• WHAT YOU ARE ASKED TO DO
Can you recast the lines below as a Markdown table with the columns "Row" and "Line", giving each non-blank line its own numbered row and leaving the pictures out?

• DATASET ROWS
—————
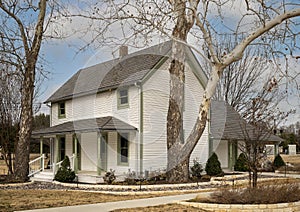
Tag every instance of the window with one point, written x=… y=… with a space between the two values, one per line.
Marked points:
x=62 y=148
x=61 y=110
x=123 y=149
x=123 y=98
—————
• RESULT OF THE TASK
| Row | Line |
|---|---|
| 1 | Tag every instance of the window with one point, written x=… y=… with a space between the two values, one per line. |
| 2 | Marked points: |
| 3 | x=62 y=148 |
| 4 | x=61 y=110 |
| 5 | x=123 y=149 |
| 6 | x=123 y=98 |